Input:
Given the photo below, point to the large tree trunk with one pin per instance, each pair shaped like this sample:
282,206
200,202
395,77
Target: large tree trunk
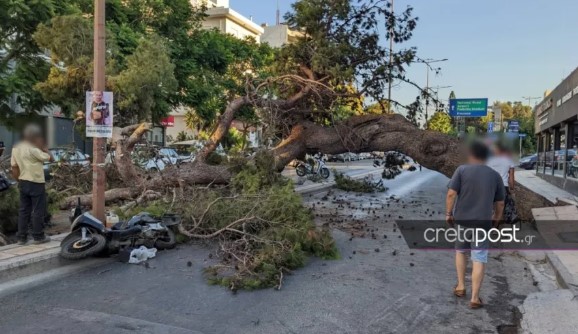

Try it: From the records, copy every line that has the string "tree" in it.

Task answer:
Given the photo below, point to the large tree trunk with one pin per instance, each pair shaped like this sample:
Target: large tree trunk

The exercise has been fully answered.